WORK INSTRUCTIONS -
a - Recast the rows, starting with the one that contains "the bird silhouette" and ending with the last row, as a Markdown table with the columns Row and Line. Omit blank lines and pictures.
b - Continue the passage on deriving the absorption exponent of soot particles from its last sentence.

EXTRACT PROVIDED -
(begin)

In this study, the Mie calculations were conducted using the existing MATLAB (version 2016) code developed by Mätzler (2002) [19]. To verify our modelling results, we simulated the extinction cross-section (C_ext) for a single water-coated soot sphere under different coating thickness and compared it with the modelling results from Liu et al., (2012) [20]. Specifically, the refractive indices of soot and water used in Liu et al., (2012) are m_soot = 1.75 − 0.435i and m_water = 1.33 − 0i at incident wavelength of 628 nm, and the core diameter of soot (D₀) is 30 nm [20]. Here, we extracted the DMiLay result of the first-panel Figure 2 from Liu et al., (2012), and a similar case was modelled using the same parameters as core-shell model input [20]. Note that coating thicknesses q in Liu et al., (2012) is converted to D₀/D_i for comparison, which is q = (D_i − D₀)/D₀. The comparison result is shown in Figure S1, and both results were almost overlapped, which confirmed the reliability of the core-shell model used in this study to some extent.

2.2. The Derivation of Absorption Exponent β

According to the literature [21], the absorption cross-section of a carbon-containing aerosol particle in the atmosphere has the following relationship with wavelength:

$$C_{abs,\lambda }\propto {\lambda }^{-\beta }$$

(10)

In Equation (10), β is the particle absorption exponent, which is related to the particle size and its RI.

For a single particle at a specific incident wavelength (λ), the absorption cross-section C_abs,λ can be expressed as:

$$C_{abs,\lambda }=Q_{abs,\lambda }·\frac{\pi D^2}{4}$$

(11)

where D is the particle size, and Q_abs,λ is the absorption efficiency at a given incident wavelength λ.

According to Equation (10), there is

$$C_{abs,\lambda }=A·{\lambda }^{-\beta }$$

(12)

According to Equation (11), the absorption cross-section (C_abs,λ) of a single particle at multiple wavelengths can be calculated by the core-shell model, and then the particle absorption exponent β can be obtained through the fitting of Equation (12). Figure S2 shows how the absorption cross-section of uncoated soot varies against the incident wavelength for a selected case, and the fitted parameter of absorption exponent (β) can be obtained.

(end)

DATA SUPPLIED -
(begin)

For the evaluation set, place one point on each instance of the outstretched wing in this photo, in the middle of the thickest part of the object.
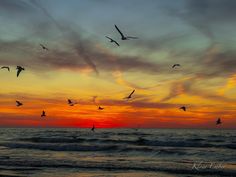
(119, 31)
(18, 72)
(108, 38)
(132, 93)
(117, 43)
(131, 37)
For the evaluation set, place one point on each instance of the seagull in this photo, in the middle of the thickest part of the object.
(112, 40)
(43, 114)
(6, 67)
(218, 122)
(43, 47)
(124, 37)
(100, 108)
(183, 108)
(71, 103)
(19, 69)
(92, 129)
(18, 103)
(175, 65)
(130, 95)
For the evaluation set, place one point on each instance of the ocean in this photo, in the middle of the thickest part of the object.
(58, 152)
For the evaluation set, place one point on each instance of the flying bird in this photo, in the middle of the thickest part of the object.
(112, 40)
(18, 103)
(123, 37)
(71, 103)
(93, 128)
(183, 108)
(19, 69)
(100, 108)
(43, 114)
(175, 65)
(218, 122)
(130, 95)
(43, 47)
(6, 67)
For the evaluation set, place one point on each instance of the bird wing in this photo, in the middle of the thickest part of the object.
(132, 37)
(109, 38)
(18, 71)
(132, 93)
(117, 43)
(6, 67)
(119, 32)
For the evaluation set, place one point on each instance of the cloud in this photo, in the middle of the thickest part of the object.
(188, 87)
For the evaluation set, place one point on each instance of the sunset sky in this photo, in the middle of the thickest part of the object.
(83, 65)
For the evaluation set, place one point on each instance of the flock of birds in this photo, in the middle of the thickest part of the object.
(72, 103)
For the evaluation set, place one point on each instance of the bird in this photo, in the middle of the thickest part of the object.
(130, 95)
(175, 65)
(71, 103)
(123, 37)
(43, 114)
(18, 103)
(112, 40)
(6, 67)
(100, 108)
(218, 122)
(43, 47)
(93, 128)
(19, 69)
(183, 108)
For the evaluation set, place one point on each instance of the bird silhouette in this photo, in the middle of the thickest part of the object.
(175, 65)
(18, 103)
(43, 114)
(43, 47)
(218, 122)
(130, 95)
(71, 103)
(123, 37)
(112, 40)
(93, 128)
(183, 108)
(100, 108)
(6, 67)
(19, 69)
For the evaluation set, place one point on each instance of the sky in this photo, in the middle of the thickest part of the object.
(81, 64)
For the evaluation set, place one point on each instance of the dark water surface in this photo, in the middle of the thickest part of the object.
(117, 152)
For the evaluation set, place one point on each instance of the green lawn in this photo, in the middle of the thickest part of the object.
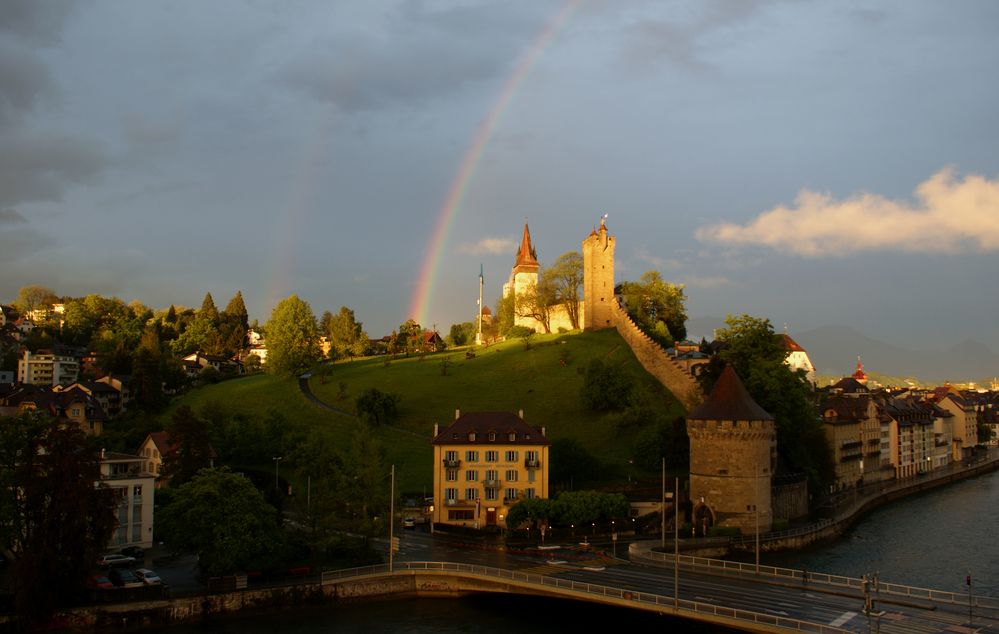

(end)

EXPECTED RESULTS -
a -
| Row | Line |
|---|---|
| 1 | For the evaluation set, place one point on each instance of the bird silhouette in this photo, in the middle of the thickest part of the object. |
| 2 | (175, 65) |
| 3 | (18, 103) |
| 4 | (43, 114) |
| 5 | (43, 47) |
| 6 | (218, 122) |
| 7 | (130, 95) |
| 8 | (71, 103) |
| 9 | (123, 37) |
| 10 | (112, 40) |
| 11 | (93, 128) |
| 12 | (183, 108) |
| 13 | (100, 108) |
| 14 | (6, 67) |
| 15 | (19, 69) |
| 16 | For the evaluation set, place one point on each instance of the sky in this photo, in the middle of the thickest part of the object. |
| 17 | (81, 64) |
| 18 | For the evaluation set, place one point on each instance of the dark water surface in this photo, in the middle of the thickest part of the object. |
| 19 | (117, 152) |
| 20 | For the evaluation set, place one point on each instance of the green lawn in this photo, in the middle of the thickest part of the object. |

b -
3. Results and Discussion

Considering real atmospheric conditions, incident wavelengths of 405 nm (purple), 532 nm (green) and 781 nm (red) were selected in this study to cover the violet–infrared range, since the visible spectrum contains the major part of energy of the solar radiation. Also, according to the Mie theory, a particle scatters light more efficiently when the particle size and the incident wavelength are comparable. This means that the particle size range within accumulation mode is more efficient in scattering the solar radiation. Besides, these wavelengths are highly relevant to some commercial instruments for aerosol optical properties. For example, PASS-3 (three-wavelength photoacoustic soot spectrometer, Droplet Measurement Technologies Inc., CO 80503, USA) can measure aerosol light absorption at 405, 532 and 781 nm [22,23]. This is another reason for choosing these wavelengths, which might be helpful for comparison with experimental measurements in the future.

The organic aerosol, ammonium sulfate, water as well as sea salt were typically observed as coatings onto soot particle in the real atmosphere. They been extensively investigated using transmission electron microscopy (TEM) and numerically modelling method in the previous studies. For example, Adachi and Buseck (2008) found that more than half of all particles contained soot coated by organic matter and sulfates in plumes of Mexico City [24]. Adachi et al., (2014) further found that a large amount of soot particles were internally mixed with non-volatile ammonium sulfate or other materials at a remote mountain site in Japan [25]. Soot particle could also be coated with sea salt aerosol in the marine environment, as evidenced by the observed internal mixtures of NaCl with soot aggregates in the Aerosol Characterization Experiment-2 (ACE-2) over the North Atlantic Ocean [26]. Scarnato et al., (2013) further investigated the morphology and mixing state of bare BC and BC internally mixed with sodium chloride (NaCl) using electron microscopy and a discrete dipole approximation model [27].

In this study, four compositions (H₂O, (NH₄)₂SO₄, NaCl and weakly absorbing organic matter) were selected as the coating species of the soot particle to represent various aging conditions. The refractive indices of each material at different wavelengths are shown in

Table 1. Refractive index of core and coating material used for model calculation.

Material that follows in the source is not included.